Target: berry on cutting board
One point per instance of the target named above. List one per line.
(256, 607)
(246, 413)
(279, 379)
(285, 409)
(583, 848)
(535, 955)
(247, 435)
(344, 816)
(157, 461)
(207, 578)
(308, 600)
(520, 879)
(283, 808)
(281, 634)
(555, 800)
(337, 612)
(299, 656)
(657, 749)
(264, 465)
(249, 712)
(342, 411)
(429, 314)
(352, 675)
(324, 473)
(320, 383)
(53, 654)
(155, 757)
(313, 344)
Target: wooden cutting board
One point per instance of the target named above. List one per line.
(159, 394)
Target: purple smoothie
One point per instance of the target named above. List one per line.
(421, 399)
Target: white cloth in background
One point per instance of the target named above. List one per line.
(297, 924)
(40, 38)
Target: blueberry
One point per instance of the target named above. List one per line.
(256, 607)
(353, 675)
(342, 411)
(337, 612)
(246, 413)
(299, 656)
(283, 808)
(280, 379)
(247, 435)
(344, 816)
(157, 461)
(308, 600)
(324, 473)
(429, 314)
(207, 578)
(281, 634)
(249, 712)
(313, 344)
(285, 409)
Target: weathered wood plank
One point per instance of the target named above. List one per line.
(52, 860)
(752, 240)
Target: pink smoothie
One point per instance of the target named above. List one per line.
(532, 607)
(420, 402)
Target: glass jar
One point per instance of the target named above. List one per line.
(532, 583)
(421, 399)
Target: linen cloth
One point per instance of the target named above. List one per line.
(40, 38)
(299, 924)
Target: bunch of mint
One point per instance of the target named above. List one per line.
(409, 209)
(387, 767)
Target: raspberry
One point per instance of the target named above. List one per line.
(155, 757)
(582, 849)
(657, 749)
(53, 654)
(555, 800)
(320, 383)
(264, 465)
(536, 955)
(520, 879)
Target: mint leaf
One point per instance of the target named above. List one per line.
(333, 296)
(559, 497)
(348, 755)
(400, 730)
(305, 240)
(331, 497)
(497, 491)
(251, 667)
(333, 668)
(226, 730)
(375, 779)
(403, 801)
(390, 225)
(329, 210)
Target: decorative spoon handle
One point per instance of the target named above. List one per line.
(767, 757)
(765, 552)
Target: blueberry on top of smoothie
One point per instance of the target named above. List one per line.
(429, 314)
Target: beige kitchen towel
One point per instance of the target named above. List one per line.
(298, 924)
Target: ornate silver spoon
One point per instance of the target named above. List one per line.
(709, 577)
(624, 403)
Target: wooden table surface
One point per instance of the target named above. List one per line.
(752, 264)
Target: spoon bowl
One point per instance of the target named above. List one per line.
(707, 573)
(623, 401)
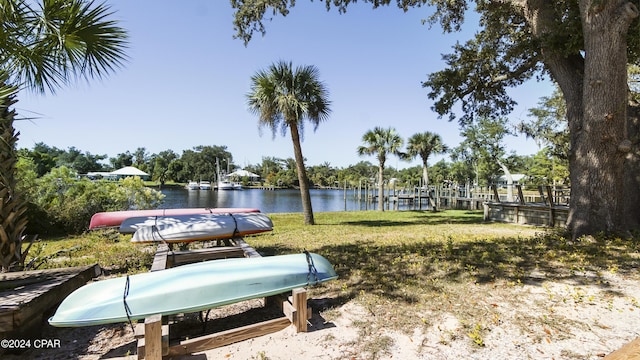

--

Pick out every line in the records that has the word "spoon" in it, and copy each of those lines as it appears.

**COMPLETED TASK:**
Target: decorative spoon handle
Target: ornate silver spoon
Target: spoon bowl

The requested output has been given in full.